WHAT IS BEING ASKED -
Write out each entry, exactly the way it appears.

□ □ □

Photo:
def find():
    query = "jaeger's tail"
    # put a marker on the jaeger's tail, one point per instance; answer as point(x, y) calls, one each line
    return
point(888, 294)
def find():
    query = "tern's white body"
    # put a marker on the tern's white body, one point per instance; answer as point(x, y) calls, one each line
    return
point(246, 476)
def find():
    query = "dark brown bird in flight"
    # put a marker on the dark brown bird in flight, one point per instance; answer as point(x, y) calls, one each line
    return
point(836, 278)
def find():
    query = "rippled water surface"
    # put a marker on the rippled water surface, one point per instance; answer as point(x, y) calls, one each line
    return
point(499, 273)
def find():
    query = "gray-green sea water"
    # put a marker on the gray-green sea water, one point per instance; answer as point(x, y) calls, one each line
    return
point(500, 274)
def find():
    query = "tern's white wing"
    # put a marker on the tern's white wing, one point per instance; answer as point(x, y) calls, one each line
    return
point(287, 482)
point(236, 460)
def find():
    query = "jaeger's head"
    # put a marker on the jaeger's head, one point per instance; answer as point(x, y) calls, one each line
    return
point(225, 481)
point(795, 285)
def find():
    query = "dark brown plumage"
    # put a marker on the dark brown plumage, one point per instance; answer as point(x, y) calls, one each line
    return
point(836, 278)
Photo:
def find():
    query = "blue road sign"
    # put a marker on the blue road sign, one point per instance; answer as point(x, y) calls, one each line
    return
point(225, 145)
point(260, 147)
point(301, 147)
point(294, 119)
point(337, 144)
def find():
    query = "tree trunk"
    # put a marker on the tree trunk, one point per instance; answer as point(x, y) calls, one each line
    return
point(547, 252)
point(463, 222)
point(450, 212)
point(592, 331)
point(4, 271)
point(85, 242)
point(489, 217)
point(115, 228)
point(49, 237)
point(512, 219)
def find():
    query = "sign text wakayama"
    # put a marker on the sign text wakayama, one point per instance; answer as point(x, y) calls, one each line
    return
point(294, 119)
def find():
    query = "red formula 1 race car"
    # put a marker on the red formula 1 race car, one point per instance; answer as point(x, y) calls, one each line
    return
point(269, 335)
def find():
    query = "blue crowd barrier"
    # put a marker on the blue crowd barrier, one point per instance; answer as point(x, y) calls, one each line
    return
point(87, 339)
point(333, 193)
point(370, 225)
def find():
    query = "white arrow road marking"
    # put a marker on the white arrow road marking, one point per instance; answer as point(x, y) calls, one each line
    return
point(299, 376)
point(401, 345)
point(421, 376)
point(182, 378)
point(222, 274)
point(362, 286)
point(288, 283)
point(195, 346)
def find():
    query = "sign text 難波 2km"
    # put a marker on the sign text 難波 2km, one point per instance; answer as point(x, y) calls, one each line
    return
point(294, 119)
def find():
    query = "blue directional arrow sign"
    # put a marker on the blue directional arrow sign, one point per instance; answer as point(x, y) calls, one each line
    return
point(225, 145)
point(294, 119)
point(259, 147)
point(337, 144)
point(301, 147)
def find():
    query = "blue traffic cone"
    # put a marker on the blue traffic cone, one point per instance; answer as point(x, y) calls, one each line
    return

□ □ □

EXERCISE ANSWER -
Photo:
def find():
    query = "jaeger's tail"
    # put a marker on the jaeger's tail, one point per instance; answer as point(x, y) calls, one each line
    return
point(888, 294)
def find():
    query = "tern's white body"
    # put a marker on the tern's white body, one point per instance; answer as point(x, y) calls, one each line
    return
point(246, 476)
def find():
    query = "dark brown bird in flight"
    # put a marker on the dark brown bird in flight, one point per instance; answer as point(x, y) calls, one each line
    return
point(836, 278)
def find():
    query = "rippled water surface"
    # put a marker on the rippled water surface, one point per instance; answer as point(x, y) calls, one each line
    return
point(499, 273)
def find():
    query = "gray-green sea water"
    # put a marker on the gray-green sea water, one point per instance; answer as point(x, y) calls, one each line
    return
point(500, 274)
def find():
    query = "tern's white wing"
    # put a marker on the tern's white wing, one point per instance; answer as point(x, y) calls, one each line
    return
point(287, 482)
point(236, 460)
def find():
    query = "jaeger's head"
    # put a marker on the jaeger's head, one point per instance; answer as point(x, y) calls, one each line
    return
point(225, 481)
point(795, 285)
def find():
    query = "dark brown plumage"
    # put a marker on the dark brown plumage, one point per instance; answer as point(x, y) calls, one each line
    return
point(836, 278)
Photo:
def find():
    query = "blue road sign"
    # put a marker on the blue road sign, one point per instance; answer as point(x, y) calls, one each line
    return
point(225, 145)
point(260, 147)
point(301, 147)
point(294, 119)
point(337, 144)
def find():
    query = "tree trunk"
    # put a marker on the tree trunk, one point per instance; answer as point(x, y) calls, one each line
    return
point(547, 252)
point(463, 222)
point(450, 212)
point(592, 331)
point(4, 271)
point(85, 242)
point(489, 217)
point(115, 228)
point(49, 237)
point(512, 219)
def find():
    query = "sign text wakayama"
    # put a marker on the sign text wakayama, one point per instance; answer as point(x, y) calls, one each line
    return
point(294, 119)
def find():
    query = "red formula 1 race car"
    # put a marker on the red formula 1 race car, one point per instance; answer as point(x, y) calls, one each line
    return
point(269, 335)
def find():
    query = "blue crowd barrier"
    # put a marker on the blue crowd barrier, one point per instance; answer as point(x, y) calls, one each line
    return
point(87, 339)
point(333, 193)
point(370, 225)
def find():
    query = "white arrow road marking"
    # put a marker on the white arrow road marking, one point per instance; answer as point(x, y) calls, one each line
    return
point(299, 376)
point(401, 345)
point(421, 376)
point(182, 378)
point(222, 274)
point(362, 286)
point(288, 283)
point(195, 346)
def find():
    query = "sign text 難波 2km"
    # put a marker on the sign text 難波 2km, one point per instance; answer as point(x, y) calls, one each line
    return
point(294, 119)
def find():
    query = "blue directional arrow sign"
    # put a marker on the blue directional arrow sign, one point per instance; answer as point(x, y) calls, one each line
    return
point(225, 145)
point(294, 119)
point(259, 147)
point(337, 144)
point(301, 147)
def find():
    query = "blue traffic cone"
    # put a marker on the blue traffic cone, one point per instance; answer as point(x, y) calls, one each line
    return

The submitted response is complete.